Short task: Find "Please spot the white window" in the material below, then copy that line and every subsequent line to the end, exactly.

Stored items
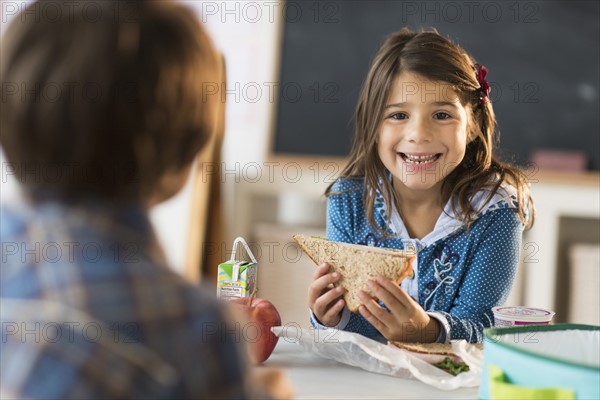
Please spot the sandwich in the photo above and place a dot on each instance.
(356, 264)
(437, 354)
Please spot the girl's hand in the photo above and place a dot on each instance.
(406, 320)
(323, 298)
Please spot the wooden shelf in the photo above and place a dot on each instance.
(549, 177)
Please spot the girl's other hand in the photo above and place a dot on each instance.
(406, 320)
(325, 299)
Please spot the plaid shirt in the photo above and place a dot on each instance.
(90, 310)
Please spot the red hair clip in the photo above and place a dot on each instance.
(483, 83)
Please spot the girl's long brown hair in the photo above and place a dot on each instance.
(438, 59)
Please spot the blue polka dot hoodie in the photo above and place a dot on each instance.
(459, 274)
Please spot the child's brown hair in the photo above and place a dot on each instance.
(436, 58)
(104, 105)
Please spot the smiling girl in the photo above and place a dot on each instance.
(422, 176)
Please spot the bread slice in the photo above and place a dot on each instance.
(356, 264)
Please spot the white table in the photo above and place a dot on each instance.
(315, 377)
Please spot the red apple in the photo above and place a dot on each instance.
(261, 315)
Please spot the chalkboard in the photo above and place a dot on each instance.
(543, 60)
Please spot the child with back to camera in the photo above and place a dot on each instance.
(422, 176)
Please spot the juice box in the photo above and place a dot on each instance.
(236, 278)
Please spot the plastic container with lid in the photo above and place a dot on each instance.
(512, 316)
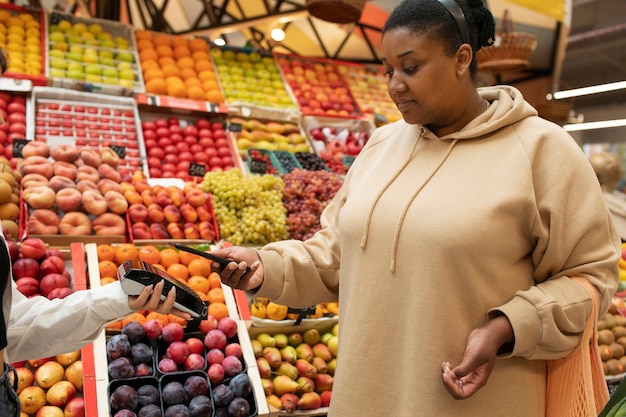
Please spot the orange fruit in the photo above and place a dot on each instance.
(199, 283)
(124, 252)
(178, 271)
(149, 253)
(107, 269)
(216, 295)
(218, 310)
(169, 256)
(156, 86)
(215, 96)
(105, 252)
(214, 280)
(199, 266)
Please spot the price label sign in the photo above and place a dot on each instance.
(235, 127)
(119, 150)
(196, 170)
(18, 145)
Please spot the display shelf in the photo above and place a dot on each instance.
(92, 55)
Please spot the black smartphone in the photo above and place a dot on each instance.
(222, 261)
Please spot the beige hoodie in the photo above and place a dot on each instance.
(428, 235)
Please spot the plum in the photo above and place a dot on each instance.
(200, 406)
(222, 395)
(177, 410)
(134, 331)
(196, 385)
(121, 368)
(124, 397)
(240, 385)
(148, 394)
(117, 346)
(238, 407)
(141, 353)
(150, 410)
(174, 393)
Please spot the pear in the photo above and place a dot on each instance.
(310, 401)
(289, 354)
(283, 385)
(272, 355)
(288, 369)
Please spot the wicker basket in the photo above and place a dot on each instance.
(336, 11)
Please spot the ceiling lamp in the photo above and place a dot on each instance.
(336, 11)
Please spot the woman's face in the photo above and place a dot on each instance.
(421, 78)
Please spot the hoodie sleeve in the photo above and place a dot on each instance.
(575, 236)
(39, 327)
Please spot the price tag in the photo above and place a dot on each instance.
(235, 127)
(18, 145)
(196, 170)
(119, 150)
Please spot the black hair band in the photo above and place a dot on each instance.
(457, 13)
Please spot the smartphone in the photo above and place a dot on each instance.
(135, 275)
(222, 261)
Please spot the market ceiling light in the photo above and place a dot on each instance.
(595, 125)
(594, 89)
(278, 34)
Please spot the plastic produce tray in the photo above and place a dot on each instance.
(97, 83)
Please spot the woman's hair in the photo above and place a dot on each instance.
(432, 18)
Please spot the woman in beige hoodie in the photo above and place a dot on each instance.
(452, 240)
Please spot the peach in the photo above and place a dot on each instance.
(65, 169)
(141, 230)
(107, 171)
(68, 199)
(32, 180)
(64, 152)
(41, 196)
(109, 157)
(33, 148)
(94, 202)
(90, 157)
(155, 213)
(175, 231)
(75, 223)
(84, 185)
(87, 172)
(109, 224)
(43, 222)
(36, 164)
(138, 212)
(58, 182)
(159, 231)
(188, 213)
(171, 213)
(116, 202)
(106, 184)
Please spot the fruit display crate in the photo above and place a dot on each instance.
(318, 87)
(253, 85)
(23, 43)
(368, 86)
(185, 144)
(93, 55)
(82, 119)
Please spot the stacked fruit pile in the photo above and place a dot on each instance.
(177, 66)
(248, 208)
(184, 148)
(249, 77)
(100, 53)
(51, 387)
(71, 191)
(297, 368)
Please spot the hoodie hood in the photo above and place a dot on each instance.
(506, 107)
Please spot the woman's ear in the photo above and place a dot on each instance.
(464, 56)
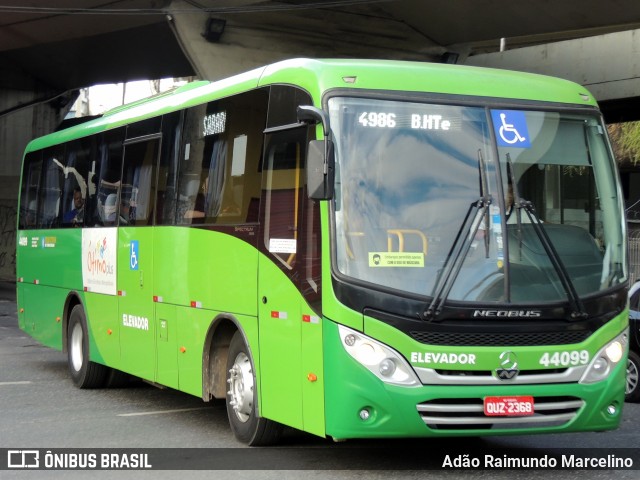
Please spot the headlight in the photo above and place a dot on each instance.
(607, 358)
(381, 360)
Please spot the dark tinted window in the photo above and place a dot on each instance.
(219, 165)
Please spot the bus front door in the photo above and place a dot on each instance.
(135, 260)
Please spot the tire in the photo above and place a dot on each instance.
(84, 373)
(246, 425)
(632, 390)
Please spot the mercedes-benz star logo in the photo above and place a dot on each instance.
(508, 369)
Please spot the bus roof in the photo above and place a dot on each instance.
(320, 76)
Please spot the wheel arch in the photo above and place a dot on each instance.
(72, 300)
(215, 352)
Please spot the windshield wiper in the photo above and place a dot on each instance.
(460, 249)
(519, 203)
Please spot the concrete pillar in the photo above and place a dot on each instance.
(251, 40)
(17, 127)
(608, 65)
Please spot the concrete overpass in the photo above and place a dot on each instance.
(48, 52)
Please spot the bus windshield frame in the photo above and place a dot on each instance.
(431, 195)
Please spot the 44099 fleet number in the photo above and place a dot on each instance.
(571, 358)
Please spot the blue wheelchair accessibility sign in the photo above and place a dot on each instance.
(511, 128)
(134, 255)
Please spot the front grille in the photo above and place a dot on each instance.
(468, 339)
(468, 413)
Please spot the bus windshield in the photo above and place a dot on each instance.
(475, 204)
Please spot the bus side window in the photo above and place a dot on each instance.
(106, 172)
(221, 150)
(76, 168)
(283, 193)
(29, 194)
(50, 192)
(165, 204)
(137, 181)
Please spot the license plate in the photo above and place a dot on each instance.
(508, 406)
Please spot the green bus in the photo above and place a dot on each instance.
(352, 248)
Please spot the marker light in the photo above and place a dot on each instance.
(381, 360)
(614, 351)
(606, 359)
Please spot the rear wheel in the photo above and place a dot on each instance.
(84, 373)
(245, 423)
(632, 390)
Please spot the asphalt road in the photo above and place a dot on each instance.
(41, 409)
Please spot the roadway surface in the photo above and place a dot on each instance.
(40, 408)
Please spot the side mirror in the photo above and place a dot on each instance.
(320, 169)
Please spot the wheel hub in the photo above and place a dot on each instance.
(241, 387)
(632, 377)
(76, 347)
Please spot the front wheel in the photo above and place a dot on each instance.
(84, 373)
(632, 390)
(242, 397)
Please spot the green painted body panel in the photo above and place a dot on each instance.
(104, 324)
(486, 357)
(43, 320)
(350, 387)
(197, 265)
(186, 278)
(319, 76)
(290, 350)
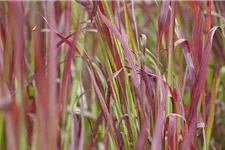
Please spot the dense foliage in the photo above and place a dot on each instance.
(112, 74)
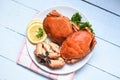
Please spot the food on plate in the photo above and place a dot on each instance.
(35, 32)
(57, 63)
(70, 39)
(49, 55)
(57, 27)
(77, 45)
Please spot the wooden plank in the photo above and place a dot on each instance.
(12, 71)
(91, 73)
(21, 73)
(15, 16)
(11, 43)
(106, 57)
(111, 6)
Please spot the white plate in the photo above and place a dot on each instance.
(66, 11)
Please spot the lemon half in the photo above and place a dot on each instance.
(32, 31)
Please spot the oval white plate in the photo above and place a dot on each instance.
(66, 11)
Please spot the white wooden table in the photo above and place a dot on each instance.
(104, 16)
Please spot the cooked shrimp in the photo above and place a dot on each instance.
(55, 64)
(54, 55)
(55, 47)
(38, 49)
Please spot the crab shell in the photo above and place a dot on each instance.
(57, 27)
(77, 45)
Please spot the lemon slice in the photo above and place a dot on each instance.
(33, 30)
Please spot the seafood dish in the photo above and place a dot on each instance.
(70, 40)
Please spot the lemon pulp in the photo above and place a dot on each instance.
(32, 31)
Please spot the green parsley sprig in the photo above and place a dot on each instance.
(39, 33)
(76, 18)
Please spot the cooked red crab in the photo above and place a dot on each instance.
(57, 27)
(77, 45)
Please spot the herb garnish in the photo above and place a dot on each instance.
(39, 33)
(76, 18)
(86, 24)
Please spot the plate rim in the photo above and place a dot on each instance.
(89, 55)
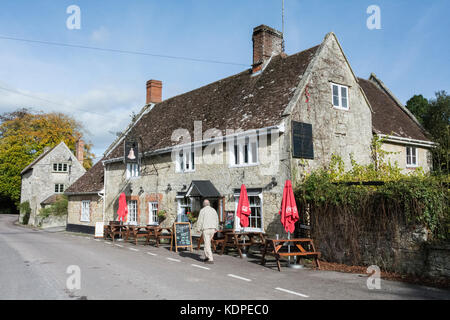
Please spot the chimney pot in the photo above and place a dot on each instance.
(154, 91)
(79, 151)
(266, 43)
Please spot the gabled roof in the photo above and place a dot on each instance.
(89, 183)
(389, 117)
(244, 101)
(39, 158)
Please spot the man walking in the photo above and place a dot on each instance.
(207, 223)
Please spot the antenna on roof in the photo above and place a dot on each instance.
(282, 25)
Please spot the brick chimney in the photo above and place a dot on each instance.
(154, 91)
(266, 42)
(79, 150)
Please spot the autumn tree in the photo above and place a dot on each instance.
(24, 135)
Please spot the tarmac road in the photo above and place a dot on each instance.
(34, 264)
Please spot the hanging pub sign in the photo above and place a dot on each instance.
(302, 141)
(131, 151)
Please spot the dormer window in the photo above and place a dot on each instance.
(340, 96)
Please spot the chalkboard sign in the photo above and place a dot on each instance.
(181, 236)
(302, 140)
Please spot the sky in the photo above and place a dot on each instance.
(101, 89)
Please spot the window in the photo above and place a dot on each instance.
(244, 151)
(255, 219)
(302, 140)
(132, 212)
(340, 96)
(60, 167)
(132, 170)
(411, 157)
(185, 161)
(85, 211)
(153, 213)
(59, 188)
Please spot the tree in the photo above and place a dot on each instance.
(23, 137)
(434, 115)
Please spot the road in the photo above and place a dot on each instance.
(34, 265)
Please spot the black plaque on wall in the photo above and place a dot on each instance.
(302, 142)
(131, 151)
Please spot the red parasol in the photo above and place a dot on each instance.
(288, 212)
(243, 210)
(122, 212)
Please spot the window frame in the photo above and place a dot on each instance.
(184, 158)
(83, 213)
(58, 188)
(239, 152)
(340, 86)
(412, 156)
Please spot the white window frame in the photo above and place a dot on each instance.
(85, 211)
(237, 221)
(59, 188)
(153, 213)
(133, 170)
(340, 105)
(238, 151)
(411, 157)
(60, 167)
(185, 161)
(132, 211)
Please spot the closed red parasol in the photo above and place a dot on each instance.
(288, 212)
(243, 210)
(122, 212)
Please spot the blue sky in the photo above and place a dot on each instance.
(411, 53)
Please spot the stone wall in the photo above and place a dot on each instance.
(335, 131)
(39, 182)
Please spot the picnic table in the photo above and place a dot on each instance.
(300, 247)
(240, 240)
(215, 242)
(137, 232)
(114, 228)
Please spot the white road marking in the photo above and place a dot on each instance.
(292, 292)
(237, 277)
(172, 259)
(197, 266)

Correct answer:
Please spot the white window frame in the photo above and place a dot on each instance.
(85, 211)
(237, 221)
(59, 188)
(153, 213)
(133, 170)
(340, 105)
(238, 151)
(411, 157)
(60, 167)
(185, 161)
(132, 211)
Please spot the closed red parasol in the photo above and place a dot on each instance.
(288, 212)
(243, 210)
(122, 212)
Please spot the blue sky in the photo above and place a dot on each instance.
(411, 53)
Please spot the stone wall in the photo above and place a dot on each instance.
(335, 131)
(39, 182)
Please spot the picnic table in the photo above and place a dot on each instance.
(300, 247)
(240, 240)
(215, 242)
(137, 232)
(114, 228)
Please spot the white road marking in the photo above and place a dot on each instance.
(292, 292)
(237, 277)
(172, 259)
(197, 266)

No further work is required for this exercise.